Prompt> Copy all the records word for word, apart from any pictures.

● ● ● ● ● ● ●

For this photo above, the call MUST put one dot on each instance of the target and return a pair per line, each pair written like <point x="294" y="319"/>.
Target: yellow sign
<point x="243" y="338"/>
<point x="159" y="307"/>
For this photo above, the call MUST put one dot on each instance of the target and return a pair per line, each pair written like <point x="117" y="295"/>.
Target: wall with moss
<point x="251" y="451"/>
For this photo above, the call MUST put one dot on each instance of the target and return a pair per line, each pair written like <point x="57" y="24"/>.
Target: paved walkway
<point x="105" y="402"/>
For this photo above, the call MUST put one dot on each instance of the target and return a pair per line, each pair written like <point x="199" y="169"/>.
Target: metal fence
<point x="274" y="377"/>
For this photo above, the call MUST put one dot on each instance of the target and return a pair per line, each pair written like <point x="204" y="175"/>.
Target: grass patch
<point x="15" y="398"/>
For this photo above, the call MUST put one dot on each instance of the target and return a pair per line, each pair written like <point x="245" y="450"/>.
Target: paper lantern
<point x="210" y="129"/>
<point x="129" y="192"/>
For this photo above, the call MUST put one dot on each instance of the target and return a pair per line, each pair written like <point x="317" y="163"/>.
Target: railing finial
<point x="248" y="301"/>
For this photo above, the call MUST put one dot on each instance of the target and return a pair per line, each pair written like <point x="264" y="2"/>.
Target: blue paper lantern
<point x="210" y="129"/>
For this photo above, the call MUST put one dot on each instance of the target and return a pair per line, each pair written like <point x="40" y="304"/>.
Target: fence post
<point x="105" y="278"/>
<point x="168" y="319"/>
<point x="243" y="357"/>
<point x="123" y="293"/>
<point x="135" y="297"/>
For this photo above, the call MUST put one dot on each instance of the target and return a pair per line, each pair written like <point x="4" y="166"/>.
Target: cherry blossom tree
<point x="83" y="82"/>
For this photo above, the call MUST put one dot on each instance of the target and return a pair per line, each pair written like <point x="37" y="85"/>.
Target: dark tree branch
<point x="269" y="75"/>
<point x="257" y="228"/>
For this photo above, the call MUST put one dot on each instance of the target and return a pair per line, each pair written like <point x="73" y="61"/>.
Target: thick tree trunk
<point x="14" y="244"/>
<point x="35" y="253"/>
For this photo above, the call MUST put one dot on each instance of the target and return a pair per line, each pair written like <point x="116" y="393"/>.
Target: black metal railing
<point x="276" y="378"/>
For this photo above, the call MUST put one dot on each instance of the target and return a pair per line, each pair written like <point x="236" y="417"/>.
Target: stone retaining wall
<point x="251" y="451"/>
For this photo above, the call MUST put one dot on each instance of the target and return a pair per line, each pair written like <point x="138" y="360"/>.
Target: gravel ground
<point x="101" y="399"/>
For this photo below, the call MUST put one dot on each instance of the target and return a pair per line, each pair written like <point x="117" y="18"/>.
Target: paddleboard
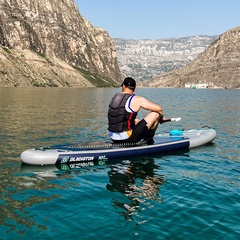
<point x="106" y="150"/>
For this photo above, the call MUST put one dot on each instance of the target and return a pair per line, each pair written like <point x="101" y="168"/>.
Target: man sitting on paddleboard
<point x="123" y="125"/>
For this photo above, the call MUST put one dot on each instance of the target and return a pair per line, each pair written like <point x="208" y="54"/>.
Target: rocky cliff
<point x="218" y="66"/>
<point x="48" y="43"/>
<point x="144" y="59"/>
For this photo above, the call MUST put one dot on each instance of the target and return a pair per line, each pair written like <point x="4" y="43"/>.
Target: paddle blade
<point x="170" y="120"/>
<point x="175" y="119"/>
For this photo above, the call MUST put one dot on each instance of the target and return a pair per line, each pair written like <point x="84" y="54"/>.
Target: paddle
<point x="170" y="120"/>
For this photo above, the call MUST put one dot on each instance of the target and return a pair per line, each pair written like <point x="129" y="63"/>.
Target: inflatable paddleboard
<point x="107" y="150"/>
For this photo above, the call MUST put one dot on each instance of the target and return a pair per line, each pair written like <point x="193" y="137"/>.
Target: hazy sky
<point x="156" y="19"/>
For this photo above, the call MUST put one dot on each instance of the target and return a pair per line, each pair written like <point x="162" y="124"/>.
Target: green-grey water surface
<point x="186" y="195"/>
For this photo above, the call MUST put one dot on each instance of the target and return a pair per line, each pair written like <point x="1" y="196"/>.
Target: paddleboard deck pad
<point x="107" y="150"/>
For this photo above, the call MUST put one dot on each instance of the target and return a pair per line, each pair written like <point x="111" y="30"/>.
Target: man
<point x="123" y="125"/>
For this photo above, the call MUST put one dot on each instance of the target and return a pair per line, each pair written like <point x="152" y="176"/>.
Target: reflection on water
<point x="138" y="182"/>
<point x="86" y="197"/>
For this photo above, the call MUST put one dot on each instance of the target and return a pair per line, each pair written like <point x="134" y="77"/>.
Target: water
<point x="188" y="195"/>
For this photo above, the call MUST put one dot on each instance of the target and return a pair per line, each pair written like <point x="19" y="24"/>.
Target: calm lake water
<point x="190" y="195"/>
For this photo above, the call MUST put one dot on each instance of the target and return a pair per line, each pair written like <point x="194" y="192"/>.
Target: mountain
<point x="218" y="66"/>
<point x="144" y="59"/>
<point x="49" y="43"/>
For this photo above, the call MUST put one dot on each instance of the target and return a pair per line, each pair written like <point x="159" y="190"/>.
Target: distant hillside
<point x="144" y="59"/>
<point x="218" y="66"/>
<point x="48" y="43"/>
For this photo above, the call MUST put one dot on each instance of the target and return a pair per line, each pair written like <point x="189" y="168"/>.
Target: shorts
<point x="139" y="132"/>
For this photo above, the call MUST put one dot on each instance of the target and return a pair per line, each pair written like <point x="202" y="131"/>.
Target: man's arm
<point x="141" y="102"/>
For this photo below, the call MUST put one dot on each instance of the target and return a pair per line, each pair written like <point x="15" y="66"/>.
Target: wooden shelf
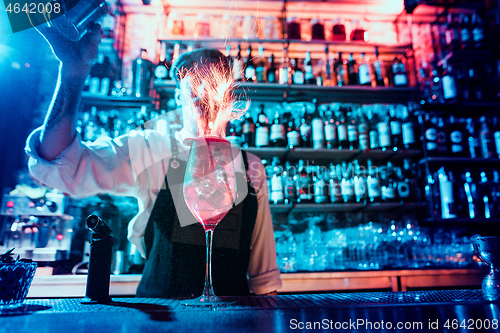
<point x="345" y="207"/>
<point x="293" y="93"/>
<point x="115" y="101"/>
<point x="332" y="155"/>
<point x="463" y="221"/>
<point x="295" y="46"/>
<point x="461" y="161"/>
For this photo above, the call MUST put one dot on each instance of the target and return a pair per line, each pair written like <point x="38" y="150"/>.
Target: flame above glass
<point x="207" y="90"/>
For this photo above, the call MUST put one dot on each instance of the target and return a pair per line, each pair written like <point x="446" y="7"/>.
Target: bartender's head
<point x="198" y="74"/>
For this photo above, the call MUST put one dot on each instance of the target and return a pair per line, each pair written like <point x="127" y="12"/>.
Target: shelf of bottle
<point x="345" y="207"/>
<point x="467" y="56"/>
<point x="466" y="109"/>
<point x="410" y="6"/>
<point x="461" y="161"/>
<point x="332" y="155"/>
<point x="115" y="101"/>
<point x="295" y="45"/>
<point x="278" y="92"/>
<point x="462" y="220"/>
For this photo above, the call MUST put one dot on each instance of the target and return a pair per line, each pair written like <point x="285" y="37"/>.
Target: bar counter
<point x="412" y="311"/>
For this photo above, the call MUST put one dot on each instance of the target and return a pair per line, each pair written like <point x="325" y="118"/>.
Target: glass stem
<point x="208" y="290"/>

● ● ● ● ● ● ●

Answer to this task>
For this photo above, the call MUST put one dot on each instance of the target and return a pair per line, each pair written like <point x="294" y="319"/>.
Target: yellow sign
<point x="243" y="338"/>
<point x="159" y="307"/>
For this photo above, the call MUST put one dot on each instance of the target and return a pair per line, each pair written like <point x="117" y="295"/>.
Target: wall with moss
<point x="251" y="451"/>
For this photo above, the call MUST put one dot on each instance of the target and return a pair per line, each pair written like <point x="57" y="24"/>.
Target: paved walkway
<point x="105" y="402"/>
For this photo above, the call MUST put one dot on each instance of the target and return a pair per line, each pair written like <point x="199" y="169"/>.
Target: metal fence
<point x="274" y="377"/>
For this photo above, the call MUST put one dot on each instance of the target and return a pair per line, each pair written like <point x="204" y="175"/>.
Target: grass patch
<point x="15" y="398"/>
For this photo above, the call MUST put one dot on each instance of the target and return a pair per line, each pair written like <point x="245" y="450"/>.
Target: paper lantern
<point x="210" y="129"/>
<point x="129" y="192"/>
For this photo above, the call MUST put one dot on each instance of the target and return a pair per line, each pair written like <point x="317" y="163"/>.
Target: railing finial
<point x="248" y="301"/>
For this photo above, the call MUST put one dot on each instance of the target and return a pair per line, each pair written like <point x="264" y="2"/>.
Target: blue paper lantern
<point x="210" y="129"/>
For this photo above, the call MUST put one dot on each instance of the target and return a pair per line, each pair written like <point x="40" y="304"/>.
Target: fence post
<point x="105" y="278"/>
<point x="168" y="319"/>
<point x="243" y="357"/>
<point x="123" y="293"/>
<point x="135" y="297"/>
For this photo above, the call MUST put one dot on each instance of the target and return a pair per line, each pair written like <point x="4" y="166"/>.
Target: cherry blossom tree
<point x="83" y="82"/>
For this photo above, the call MUST put one dot on each instance of the target and return a pair per line, each pair written like <point x="37" y="85"/>.
Target: dark tree branch
<point x="269" y="75"/>
<point x="257" y="228"/>
For this photo above, the call MUST put one dot on each instance of the target and return a pair per line, each pair written like <point x="73" y="61"/>.
Target: thick tree trunk
<point x="14" y="244"/>
<point x="35" y="253"/>
For this photo above, the call MUST put one dot on each instance of the target and return a pair per line, each pair written like <point x="116" y="393"/>.
Target: black metal railing
<point x="276" y="378"/>
For this photo above, the call MUST put one dot on each instance of the target and return a pair per line, each pair written like <point x="236" y="417"/>.
Target: stone retaining wall
<point x="251" y="451"/>
For this photo above, the call MUST put one dot on each instance of the target and return a pair per line, each pair written like <point x="138" y="360"/>.
Target: gravel ground
<point x="101" y="399"/>
For this photo below, the call MUST put one dot on each instance of the target and return a pair per line, each pair written like <point x="117" y="18"/>.
Target: paddleboard
<point x="106" y="150"/>
For this photo above, the call MUST put one dot on each instance of the target and return a pair per line, each pair written like <point x="101" y="168"/>.
Target: man sitting on paddleboard
<point x="123" y="125"/>
For this photo above, the call MUST put one dot on each instance of the target and return a pair per line, each pair written like <point x="208" y="54"/>.
Target: rocky cliff
<point x="218" y="66"/>
<point x="48" y="43"/>
<point x="144" y="59"/>
For this photo above, the call MUST put one dot on each instance of the target and return a pair per line, each pair written like <point x="4" y="43"/>.
Target: paddle blade
<point x="170" y="120"/>
<point x="175" y="119"/>
For this photo above, the call MUST put one dot on each instance of the target and return a pair per line, each pair written like <point x="84" y="54"/>.
Target: paddle
<point x="170" y="120"/>
For this photo above, the call MUST put one dot on each instance of the target and return a pair per line, each pair written like <point x="129" y="63"/>.
Target: inflatable paddleboard
<point x="107" y="150"/>
For this photo above, the call MUST put one dot on each instance of the target and return a pair per line, each pair written like <point x="193" y="137"/>.
Target: hazy sky
<point x="156" y="19"/>
For this photo above, the call MUST put one dot on each instance of the target and return a pair per line, each pair written like <point x="162" y="124"/>.
Target: green-grey water surface
<point x="186" y="195"/>
For this photo above, the call MUST put one dot on each instance of the target and return a pair per line, each pair written like <point x="1" y="196"/>.
Target: paddleboard deck pad
<point x="107" y="150"/>
For this photo above, the call MUST put one dot on each instance of the target and return a pair per line, each pair written like <point x="111" y="30"/>.
Target: man
<point x="123" y="125"/>
For this photo above, the call MUST put one dot on each instance of the target and return a pair per line, each pair written like <point x="152" y="176"/>.
Target: reflection on water
<point x="138" y="182"/>
<point x="86" y="197"/>
For this photo above, the call MUST put one dot on each instance of the target and return a pair per line, each pair written like <point x="134" y="77"/>.
Target: water
<point x="188" y="195"/>
For this photo above, the call MUST put one dot on each instance of the target and return a pair per line, each pair written like <point x="19" y="24"/>.
Target: calm lake water
<point x="190" y="195"/>
For this photo above, the call MUST put one dot on each instance of the target and return a pair per line, each pair written like <point x="194" y="192"/>.
Target: mountain
<point x="218" y="66"/>
<point x="144" y="59"/>
<point x="49" y="43"/>
For this photo above, the call MUST put one dot on each instance of the target and return a pair per line, each pair written like <point x="159" y="190"/>.
Target: distant hillside
<point x="144" y="59"/>
<point x="218" y="66"/>
<point x="48" y="43"/>
For this photo above, the call MUST put one dot on each instance of the target and return a pair per line, each pair written like <point x="189" y="168"/>.
Target: shorts
<point x="139" y="132"/>
For this photo above, the call MUST put one dot on each instance of the target and return a pair per line, each pair written like <point x="202" y="131"/>.
Target: man's arm
<point x="141" y="102"/>
For this photo below, the call MUST put one dot on each instance of the target and return a pair per line, each pair written like <point x="15" y="66"/>.
Target: wooden shelf
<point x="345" y="207"/>
<point x="293" y="93"/>
<point x="115" y="101"/>
<point x="332" y="155"/>
<point x="463" y="221"/>
<point x="295" y="46"/>
<point x="461" y="161"/>
For this photo above, the call MUST put one dot on each instance of the target and return a pair per line, each pair written like <point x="38" y="150"/>.
Target: flame above glass
<point x="207" y="90"/>
For this photo above, the call MUST put one dot on each instance of the target and return a pair per line, each pair written like <point x="446" y="7"/>.
Target: bartender's head
<point x="198" y="74"/>
For this photo above, the call MUST put one dot on each instance of the target and return a pair per line, each pair written like <point x="127" y="12"/>.
Target: shelf of bottle
<point x="345" y="207"/>
<point x="467" y="56"/>
<point x="466" y="109"/>
<point x="410" y="6"/>
<point x="461" y="161"/>
<point x="332" y="155"/>
<point x="115" y="101"/>
<point x="295" y="45"/>
<point x="278" y="92"/>
<point x="462" y="220"/>
For this photo above, the call MUST put one dot on each instance of the target and return a pair per line, each pair written like <point x="285" y="37"/>.
Target: bar counter
<point x="412" y="311"/>
For this photo above, the call MUST put one dot on each instance of the target and return a pair per line, each pair written like <point x="325" y="118"/>.
Target: glass stem
<point x="208" y="290"/>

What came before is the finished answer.